Namespace: sns.{topic_name}


EventBridge

Consumes AWS EventBridge events via an SQS queue target.

source:
  kind: eventbridge
  event_bus_name: my-bus
  sqs_queue_url: "https://sqs.us-east-1.amazonaws.com/123456/my-eb-queue"
  region: us-east-1
Field Default Description
event_bus_name (required) EventBridge bus name
sqs_queue_url (required) SQS queue URL receiving events
region AWS region
endpoint_url Custom endpoint

Namespace: eventbridge.{event_bus_name}


MQTT

Subscribes to an MQTT topic and ingests messages.

source:
  kind: mqtt
  broker_url: "mqtt.example.com"
  port: 1883
  topic: "sensors/temperature"
Field Default Description
broker_url (required) MQTT broker hostname
port 1883 Broker port
topic (required) Topic to subscribe to
client_id auto-generated MQTT client ID
qos 1 Quality of Service (0, 1, 2)
username / password Optional broker credentials
mode stream stream or batch
idle_timeout_seconds 5 Batch mode idle timeout

Namespace: mqtt.{topic}


WebSocket

Connects to a WebSocket server and ingests received messages.

source:
  kind: websocket
  url: "ws://localhost:8080/stream"
Field Default Description
url (required) WebSocket URL (ws:// or wss://)
headers Additional request headers
ping_interval_seconds 30 Ping interval
mode stream stream or batch
idle_timeout_seconds 5 Batch mode idle timeout

Namespace: websocket.{url_host}


HTTP & Network

HTTP Client

Fetches data from an HTTP endpoint. Supports one-shot or periodic polling.
- - -
Directions for this task: Retype the passage of the data source reference above from "Subscribes to an" to "Service (0, 1, 2)".
- - -
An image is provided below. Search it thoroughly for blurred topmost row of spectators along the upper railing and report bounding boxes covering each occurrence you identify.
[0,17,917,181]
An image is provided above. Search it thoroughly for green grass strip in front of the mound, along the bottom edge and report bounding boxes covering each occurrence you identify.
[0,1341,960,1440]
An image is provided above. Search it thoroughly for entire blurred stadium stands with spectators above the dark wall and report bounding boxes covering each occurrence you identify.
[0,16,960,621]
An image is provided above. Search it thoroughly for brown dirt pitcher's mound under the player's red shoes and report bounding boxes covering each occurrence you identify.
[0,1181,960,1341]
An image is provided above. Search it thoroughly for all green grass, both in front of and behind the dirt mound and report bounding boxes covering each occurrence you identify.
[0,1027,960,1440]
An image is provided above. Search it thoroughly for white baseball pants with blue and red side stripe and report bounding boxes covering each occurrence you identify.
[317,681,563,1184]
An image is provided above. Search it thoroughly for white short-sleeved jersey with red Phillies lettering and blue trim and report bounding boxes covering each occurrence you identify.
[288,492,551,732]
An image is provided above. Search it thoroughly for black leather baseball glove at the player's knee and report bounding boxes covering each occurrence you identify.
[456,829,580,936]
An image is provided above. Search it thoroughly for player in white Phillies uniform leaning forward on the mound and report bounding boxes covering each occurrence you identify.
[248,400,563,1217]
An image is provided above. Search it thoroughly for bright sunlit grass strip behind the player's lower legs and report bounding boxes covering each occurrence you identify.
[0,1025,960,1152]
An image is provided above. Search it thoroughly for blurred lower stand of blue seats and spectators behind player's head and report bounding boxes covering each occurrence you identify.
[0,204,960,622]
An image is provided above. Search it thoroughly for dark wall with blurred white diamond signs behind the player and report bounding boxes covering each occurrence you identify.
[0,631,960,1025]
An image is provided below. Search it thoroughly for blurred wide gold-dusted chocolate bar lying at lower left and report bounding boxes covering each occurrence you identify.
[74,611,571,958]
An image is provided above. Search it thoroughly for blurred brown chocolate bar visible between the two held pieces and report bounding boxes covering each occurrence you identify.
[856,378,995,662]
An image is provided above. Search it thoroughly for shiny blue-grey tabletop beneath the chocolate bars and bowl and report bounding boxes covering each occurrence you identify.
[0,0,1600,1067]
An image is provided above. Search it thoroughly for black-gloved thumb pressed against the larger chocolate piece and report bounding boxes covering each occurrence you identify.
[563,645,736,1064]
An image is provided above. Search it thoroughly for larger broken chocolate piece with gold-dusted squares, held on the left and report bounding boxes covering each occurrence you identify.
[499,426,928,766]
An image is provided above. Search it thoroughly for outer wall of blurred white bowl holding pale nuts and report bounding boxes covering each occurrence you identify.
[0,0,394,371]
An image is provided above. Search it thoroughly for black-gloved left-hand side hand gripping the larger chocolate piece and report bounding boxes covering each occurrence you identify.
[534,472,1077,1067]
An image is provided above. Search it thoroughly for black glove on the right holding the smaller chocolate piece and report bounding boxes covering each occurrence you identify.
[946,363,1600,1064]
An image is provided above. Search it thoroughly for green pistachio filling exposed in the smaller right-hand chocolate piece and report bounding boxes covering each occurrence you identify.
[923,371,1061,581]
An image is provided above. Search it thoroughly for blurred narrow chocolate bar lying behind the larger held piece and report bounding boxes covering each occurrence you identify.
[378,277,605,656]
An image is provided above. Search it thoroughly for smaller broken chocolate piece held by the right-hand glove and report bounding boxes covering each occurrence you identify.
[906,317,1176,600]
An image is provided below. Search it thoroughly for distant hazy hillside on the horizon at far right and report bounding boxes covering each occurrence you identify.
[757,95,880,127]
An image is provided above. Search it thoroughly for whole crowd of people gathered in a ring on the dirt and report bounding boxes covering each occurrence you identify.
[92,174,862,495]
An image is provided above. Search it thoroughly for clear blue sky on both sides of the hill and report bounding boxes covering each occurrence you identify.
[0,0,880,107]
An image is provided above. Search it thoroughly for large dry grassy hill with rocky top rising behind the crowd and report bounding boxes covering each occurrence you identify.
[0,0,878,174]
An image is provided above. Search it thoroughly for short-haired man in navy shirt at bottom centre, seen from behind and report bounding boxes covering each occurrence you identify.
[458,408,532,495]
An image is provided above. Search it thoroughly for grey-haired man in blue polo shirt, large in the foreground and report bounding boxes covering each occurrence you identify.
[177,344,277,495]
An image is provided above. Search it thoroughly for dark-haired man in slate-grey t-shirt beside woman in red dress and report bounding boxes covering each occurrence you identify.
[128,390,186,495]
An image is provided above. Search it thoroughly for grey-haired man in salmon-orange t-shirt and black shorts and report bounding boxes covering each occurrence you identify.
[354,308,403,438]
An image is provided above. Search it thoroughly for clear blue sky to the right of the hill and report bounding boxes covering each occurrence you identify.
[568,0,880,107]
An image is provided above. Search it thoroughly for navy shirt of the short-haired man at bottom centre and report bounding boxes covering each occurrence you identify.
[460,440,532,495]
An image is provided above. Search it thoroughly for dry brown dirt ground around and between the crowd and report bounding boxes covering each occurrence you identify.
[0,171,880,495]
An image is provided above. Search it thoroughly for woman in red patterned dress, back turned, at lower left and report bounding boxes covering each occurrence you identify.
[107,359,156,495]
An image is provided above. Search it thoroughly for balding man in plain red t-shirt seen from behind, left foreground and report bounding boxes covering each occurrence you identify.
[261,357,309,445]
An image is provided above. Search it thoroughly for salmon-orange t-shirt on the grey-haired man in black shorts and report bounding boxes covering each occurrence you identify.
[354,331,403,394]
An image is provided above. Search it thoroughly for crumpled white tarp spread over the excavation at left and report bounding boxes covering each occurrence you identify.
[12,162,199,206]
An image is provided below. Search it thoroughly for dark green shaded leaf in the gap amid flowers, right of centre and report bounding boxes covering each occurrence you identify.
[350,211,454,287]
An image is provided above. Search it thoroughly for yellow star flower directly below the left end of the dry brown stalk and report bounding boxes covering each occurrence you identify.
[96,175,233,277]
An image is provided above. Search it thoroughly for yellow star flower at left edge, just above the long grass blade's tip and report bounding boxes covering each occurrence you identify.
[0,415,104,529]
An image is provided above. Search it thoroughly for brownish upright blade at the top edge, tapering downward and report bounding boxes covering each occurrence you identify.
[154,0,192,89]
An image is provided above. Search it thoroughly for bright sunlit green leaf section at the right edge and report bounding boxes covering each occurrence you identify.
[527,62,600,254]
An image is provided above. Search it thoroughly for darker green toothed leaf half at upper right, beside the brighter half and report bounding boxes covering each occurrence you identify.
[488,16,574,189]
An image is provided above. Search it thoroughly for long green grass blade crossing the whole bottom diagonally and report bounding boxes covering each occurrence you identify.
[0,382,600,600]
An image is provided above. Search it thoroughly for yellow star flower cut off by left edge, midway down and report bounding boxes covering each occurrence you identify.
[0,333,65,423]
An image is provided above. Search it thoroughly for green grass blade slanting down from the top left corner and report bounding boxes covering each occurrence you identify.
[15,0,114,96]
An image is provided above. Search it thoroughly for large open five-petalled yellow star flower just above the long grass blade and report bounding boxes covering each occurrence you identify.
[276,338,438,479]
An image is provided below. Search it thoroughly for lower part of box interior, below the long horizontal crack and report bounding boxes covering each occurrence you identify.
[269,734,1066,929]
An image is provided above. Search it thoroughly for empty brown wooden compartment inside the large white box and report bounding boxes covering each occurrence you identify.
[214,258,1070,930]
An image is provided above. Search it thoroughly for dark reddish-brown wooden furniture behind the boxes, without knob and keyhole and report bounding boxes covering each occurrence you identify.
- - -
Solution for this problem:
Subscribes to an MQTT topic and ingests messages.

source:
  kind: mqtt
  broker_url: "mqtt.example.com"
  port: 1883
  topic: "sensors/temperature"
Field Default Description
broker_url (required) MQTT broker hostname
port 1883 Broker port
topic (required) Topic to subscribe to
client_id auto-generated MQTT client ID
qos 1 Quality of Service (0, 1, 2)